PARTS OF THE EXERCISE:
**1.** Reproduce the passage of the Soligie article from "Soligie (Taylor Corp.)" up to and including "Soligie in 2005.".
**2.** Go on with the article about Soligie from the point where it stops.

*** PAGE EXTRACT ***

Soligie (Taylor Corp.) Progresses Co-deposition of Printed Electronics Components
IDTechEx recently visited Soligie in Minnesota. Soligie is wholly owned by Taylor Corp., a $1 Billion holding company which owns about 100 businesses focussing on niche areas of printing and media. Matt Timm, President of Soligie, and a veteran of the electronics/semiconductor industry, was exploring new opportunities for Taylor Corp. and set up Soligie in 2005.
Soligie is uniquely positioned as a design and manufacturing services provider. It has the printing and electronics capability to produce printed electronics products for companies, without them having to tool up or acquire the necessary skills at high risk. It is akin to the fab-less semiconductor business model of the silicon world. To achieve this, the company is technology agnostic. For example, Soligie works with most of the major vendors for inks - organic and inorganic. It has also partnered with companies developing device architectures, such as Thin Film Electronics of Sweden, developing polymer memory, acting as a manufacturing company for them, and others.

*** End of PAGE EXTRACT ***
*** EXTRACTED INFORMATION ***

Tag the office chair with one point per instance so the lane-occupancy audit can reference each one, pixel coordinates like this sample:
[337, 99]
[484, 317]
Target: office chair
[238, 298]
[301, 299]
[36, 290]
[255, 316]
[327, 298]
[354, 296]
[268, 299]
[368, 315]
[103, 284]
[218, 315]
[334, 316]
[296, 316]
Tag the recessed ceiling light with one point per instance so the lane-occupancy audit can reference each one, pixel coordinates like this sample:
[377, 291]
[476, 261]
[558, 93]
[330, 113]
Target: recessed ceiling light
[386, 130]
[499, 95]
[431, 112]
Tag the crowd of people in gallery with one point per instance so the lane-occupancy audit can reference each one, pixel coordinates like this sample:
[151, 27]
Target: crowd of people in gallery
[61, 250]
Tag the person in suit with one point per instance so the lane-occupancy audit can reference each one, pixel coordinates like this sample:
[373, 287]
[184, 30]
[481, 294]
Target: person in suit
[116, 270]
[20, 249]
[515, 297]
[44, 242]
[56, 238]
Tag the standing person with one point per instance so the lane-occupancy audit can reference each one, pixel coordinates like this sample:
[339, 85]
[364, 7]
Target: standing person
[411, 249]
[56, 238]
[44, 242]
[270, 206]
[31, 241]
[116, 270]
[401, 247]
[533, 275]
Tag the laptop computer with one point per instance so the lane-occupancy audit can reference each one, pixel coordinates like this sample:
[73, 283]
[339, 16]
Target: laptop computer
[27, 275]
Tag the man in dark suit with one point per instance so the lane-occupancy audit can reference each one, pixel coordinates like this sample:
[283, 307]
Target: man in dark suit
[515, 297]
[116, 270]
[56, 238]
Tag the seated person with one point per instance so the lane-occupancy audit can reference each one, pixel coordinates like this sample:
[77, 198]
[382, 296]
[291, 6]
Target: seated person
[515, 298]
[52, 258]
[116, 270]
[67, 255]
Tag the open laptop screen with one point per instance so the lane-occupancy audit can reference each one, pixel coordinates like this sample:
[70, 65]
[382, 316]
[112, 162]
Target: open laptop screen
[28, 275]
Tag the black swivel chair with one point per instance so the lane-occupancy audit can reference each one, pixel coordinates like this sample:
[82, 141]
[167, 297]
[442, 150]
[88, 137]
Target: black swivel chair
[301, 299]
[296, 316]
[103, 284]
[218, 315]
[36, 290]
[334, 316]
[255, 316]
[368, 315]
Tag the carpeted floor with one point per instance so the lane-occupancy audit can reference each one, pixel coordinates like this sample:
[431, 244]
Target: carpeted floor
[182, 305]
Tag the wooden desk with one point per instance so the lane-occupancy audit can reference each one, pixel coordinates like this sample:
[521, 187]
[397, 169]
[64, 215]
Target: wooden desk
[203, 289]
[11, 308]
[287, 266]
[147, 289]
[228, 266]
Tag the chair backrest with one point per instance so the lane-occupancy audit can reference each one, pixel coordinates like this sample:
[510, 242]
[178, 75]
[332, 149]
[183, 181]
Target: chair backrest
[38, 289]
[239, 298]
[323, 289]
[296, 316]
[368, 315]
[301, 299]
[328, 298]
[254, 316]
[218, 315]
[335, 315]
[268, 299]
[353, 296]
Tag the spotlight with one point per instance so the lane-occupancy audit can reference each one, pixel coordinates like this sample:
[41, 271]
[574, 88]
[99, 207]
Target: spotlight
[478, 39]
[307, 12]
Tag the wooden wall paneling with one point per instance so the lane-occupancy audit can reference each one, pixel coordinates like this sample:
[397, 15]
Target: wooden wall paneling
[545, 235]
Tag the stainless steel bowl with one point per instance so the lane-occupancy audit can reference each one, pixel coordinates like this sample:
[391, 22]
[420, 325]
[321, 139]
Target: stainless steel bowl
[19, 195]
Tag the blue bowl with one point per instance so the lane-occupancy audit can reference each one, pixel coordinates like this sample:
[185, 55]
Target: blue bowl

*** End of EXTRACTED INFORMATION ***

TASK-BY-TASK ANSWERS:
**1.**
Soligie (Taylor Corp.) Progresses Co-deposition of Printed Electronics Components
IDTechEx recently visited Soligie in Minnesota. Soligie is wholly owned by Taylor Corp., a $1 Billion holding company which owns about 100 businesses focussing on niche areas of printing and media. Matt Timm, President of Soligie, and a veteran of the electronics/semiconductor industry, was exploring new opportunities for Taylor Corp. and set up Soligie in 2005.

**2.**
Soligie is not setting out to compete in the high end display business or compete with silicon RFID tags, but rather it is focussing on new products including those in the toy, medical, packaging, card and consumer goods industries, to name a few examples.
In June 2007, Soligie installed its roll-to-roll production line, which offers two types of printing techniques, inline, and the ability to print many layers inline. Soligie has customized the inline cure processes to enable high speed throughput yet excellent device performance. By early 2008, it had taken its first orders.
Timm told IDTechEx that Soligie has several fortune 500 companies as clients, and it is in the process of bringing new products based on printed electronics to market via such clients. For example, next year two printed electronics products will be used in the healthcare industry in Europe - smart packaging, and drug delivery patches. In total, Soligie will be a partner to commercializing at least four products with its proprietary manufacturing processes in 2008 with more in the pipeline. In August, Soligie received ISO 13485:2003 certification, a standard developed to provide a framework to meet medical device regulatory requirements. The company was also certified to ISO 9001:2000 standards.